High availability and disaster recovery

IBM Cloud Monitoring is a highly available, multi-tenant, regional service for monitoring your applications, platform resources and infrastructure. In this topic, you can learn more about IBM Cloud Monitoring's availability and disaster recovery strategies.

Availability zones

An availability zone is a logically and physically isolated location within an IBM Cloud region where your data is processed and hosted.

  • An availability zone has independent power, cooling, and network infrastructures that are isolated from other zones to strengthen fault tolerance by avoiding single points of failure between zones.
  • An availability zone offers high bandwidth and low inter-zone latency within a region.

A region (location) is a geographically and physically separate group of one or more availability zones with independent electrical and network infrastructures isolated from other regions.

  • Regions are designed to remove shared single points of failure with other regions and guarantee low inter-zone latency within the region.
  • Each region has 3 different data centers (DC) for redundancy.

> ENTRIES SHOWN
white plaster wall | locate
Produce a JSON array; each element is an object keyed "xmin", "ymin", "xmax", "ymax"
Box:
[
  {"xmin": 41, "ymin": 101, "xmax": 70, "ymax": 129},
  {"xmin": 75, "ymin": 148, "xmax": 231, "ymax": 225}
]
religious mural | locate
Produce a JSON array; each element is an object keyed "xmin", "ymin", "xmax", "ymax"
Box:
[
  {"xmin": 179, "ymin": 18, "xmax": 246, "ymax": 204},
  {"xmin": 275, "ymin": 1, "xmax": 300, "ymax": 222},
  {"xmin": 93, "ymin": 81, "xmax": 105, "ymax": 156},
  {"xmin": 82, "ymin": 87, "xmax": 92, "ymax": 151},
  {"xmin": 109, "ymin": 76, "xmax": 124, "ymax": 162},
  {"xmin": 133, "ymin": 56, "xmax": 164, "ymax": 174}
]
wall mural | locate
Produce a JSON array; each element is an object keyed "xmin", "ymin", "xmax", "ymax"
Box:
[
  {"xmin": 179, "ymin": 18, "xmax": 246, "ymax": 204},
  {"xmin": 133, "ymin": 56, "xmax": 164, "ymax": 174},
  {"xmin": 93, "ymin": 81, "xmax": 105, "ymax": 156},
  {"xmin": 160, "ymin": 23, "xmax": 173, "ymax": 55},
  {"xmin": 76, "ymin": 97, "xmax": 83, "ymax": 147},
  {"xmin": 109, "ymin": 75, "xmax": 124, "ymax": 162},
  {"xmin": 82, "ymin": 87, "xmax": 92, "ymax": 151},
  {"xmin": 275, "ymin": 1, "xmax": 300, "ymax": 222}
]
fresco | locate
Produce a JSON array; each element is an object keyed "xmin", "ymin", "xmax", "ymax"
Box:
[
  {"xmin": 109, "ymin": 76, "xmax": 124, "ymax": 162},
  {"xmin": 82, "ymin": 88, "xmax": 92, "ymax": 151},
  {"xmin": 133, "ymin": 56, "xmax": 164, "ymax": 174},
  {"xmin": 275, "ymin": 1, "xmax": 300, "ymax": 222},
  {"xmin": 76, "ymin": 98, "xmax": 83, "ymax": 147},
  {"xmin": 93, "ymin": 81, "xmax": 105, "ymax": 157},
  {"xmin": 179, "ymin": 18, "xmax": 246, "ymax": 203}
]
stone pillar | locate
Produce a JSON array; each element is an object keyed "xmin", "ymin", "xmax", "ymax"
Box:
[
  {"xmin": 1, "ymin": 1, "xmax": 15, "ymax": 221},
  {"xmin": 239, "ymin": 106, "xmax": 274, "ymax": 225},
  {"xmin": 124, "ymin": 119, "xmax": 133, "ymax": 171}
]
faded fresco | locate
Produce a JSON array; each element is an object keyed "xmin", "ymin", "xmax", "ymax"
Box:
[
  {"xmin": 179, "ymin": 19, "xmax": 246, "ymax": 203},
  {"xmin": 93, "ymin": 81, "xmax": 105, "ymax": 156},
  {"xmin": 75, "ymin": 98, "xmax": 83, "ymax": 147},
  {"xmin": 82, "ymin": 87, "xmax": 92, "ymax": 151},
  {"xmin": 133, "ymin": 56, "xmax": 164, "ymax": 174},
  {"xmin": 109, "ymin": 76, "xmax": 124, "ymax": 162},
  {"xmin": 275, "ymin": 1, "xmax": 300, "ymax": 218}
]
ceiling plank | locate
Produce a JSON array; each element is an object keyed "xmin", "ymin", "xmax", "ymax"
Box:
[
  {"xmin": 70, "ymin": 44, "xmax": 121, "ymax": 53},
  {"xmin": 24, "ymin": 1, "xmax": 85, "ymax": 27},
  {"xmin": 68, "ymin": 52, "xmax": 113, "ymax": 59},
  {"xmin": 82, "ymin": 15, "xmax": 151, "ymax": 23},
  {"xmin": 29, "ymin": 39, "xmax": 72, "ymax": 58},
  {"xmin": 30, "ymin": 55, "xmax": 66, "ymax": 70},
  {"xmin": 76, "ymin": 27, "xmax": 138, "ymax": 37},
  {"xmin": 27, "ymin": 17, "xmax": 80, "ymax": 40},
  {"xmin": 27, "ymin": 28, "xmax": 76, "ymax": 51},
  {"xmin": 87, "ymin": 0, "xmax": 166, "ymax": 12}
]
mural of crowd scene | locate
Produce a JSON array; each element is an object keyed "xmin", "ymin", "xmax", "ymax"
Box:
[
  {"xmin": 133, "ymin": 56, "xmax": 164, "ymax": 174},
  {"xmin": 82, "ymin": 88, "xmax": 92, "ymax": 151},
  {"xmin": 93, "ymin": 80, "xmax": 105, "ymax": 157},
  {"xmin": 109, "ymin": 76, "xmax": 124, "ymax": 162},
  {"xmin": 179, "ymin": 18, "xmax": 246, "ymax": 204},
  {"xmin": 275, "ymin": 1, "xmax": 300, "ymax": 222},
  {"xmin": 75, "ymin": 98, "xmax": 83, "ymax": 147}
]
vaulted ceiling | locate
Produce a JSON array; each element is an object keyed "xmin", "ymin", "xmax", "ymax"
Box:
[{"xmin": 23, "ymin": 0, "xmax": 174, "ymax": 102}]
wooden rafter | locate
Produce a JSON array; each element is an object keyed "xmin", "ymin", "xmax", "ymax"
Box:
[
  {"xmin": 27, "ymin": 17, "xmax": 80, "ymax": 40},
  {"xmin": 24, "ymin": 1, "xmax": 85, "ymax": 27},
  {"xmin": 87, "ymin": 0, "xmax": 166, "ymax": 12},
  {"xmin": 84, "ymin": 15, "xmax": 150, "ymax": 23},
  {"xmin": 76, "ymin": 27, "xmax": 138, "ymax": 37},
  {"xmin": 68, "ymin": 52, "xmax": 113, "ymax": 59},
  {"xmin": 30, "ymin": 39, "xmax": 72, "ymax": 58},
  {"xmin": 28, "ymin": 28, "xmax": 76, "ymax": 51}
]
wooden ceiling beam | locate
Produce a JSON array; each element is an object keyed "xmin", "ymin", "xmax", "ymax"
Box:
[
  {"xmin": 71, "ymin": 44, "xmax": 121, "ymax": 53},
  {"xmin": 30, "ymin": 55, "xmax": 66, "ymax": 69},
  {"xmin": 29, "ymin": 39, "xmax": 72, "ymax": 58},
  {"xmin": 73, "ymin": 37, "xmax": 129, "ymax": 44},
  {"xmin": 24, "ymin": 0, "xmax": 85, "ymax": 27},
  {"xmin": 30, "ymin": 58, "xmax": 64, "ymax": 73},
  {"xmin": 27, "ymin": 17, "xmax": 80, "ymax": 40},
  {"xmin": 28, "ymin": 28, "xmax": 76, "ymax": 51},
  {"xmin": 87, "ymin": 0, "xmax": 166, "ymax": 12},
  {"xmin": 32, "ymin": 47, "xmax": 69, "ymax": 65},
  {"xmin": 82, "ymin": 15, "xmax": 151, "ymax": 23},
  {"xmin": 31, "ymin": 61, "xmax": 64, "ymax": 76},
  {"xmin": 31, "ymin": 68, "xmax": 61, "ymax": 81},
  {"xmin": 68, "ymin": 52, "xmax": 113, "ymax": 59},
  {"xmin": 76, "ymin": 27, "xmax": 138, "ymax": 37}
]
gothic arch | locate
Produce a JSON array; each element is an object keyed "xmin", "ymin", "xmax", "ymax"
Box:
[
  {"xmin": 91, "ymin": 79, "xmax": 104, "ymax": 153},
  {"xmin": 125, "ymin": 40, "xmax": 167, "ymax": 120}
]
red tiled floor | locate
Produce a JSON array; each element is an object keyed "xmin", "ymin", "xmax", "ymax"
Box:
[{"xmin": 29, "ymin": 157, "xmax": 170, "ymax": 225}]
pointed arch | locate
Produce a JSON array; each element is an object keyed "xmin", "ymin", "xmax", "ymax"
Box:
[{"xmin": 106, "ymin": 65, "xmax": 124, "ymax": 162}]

> WHAT IS BEING ASKED
In the page extract on IBM Cloud Monitoring availability, how many data centers does each region have for redundancy?

> SOLUTION TO THIS EXERCISE
Each region has 3 data centers.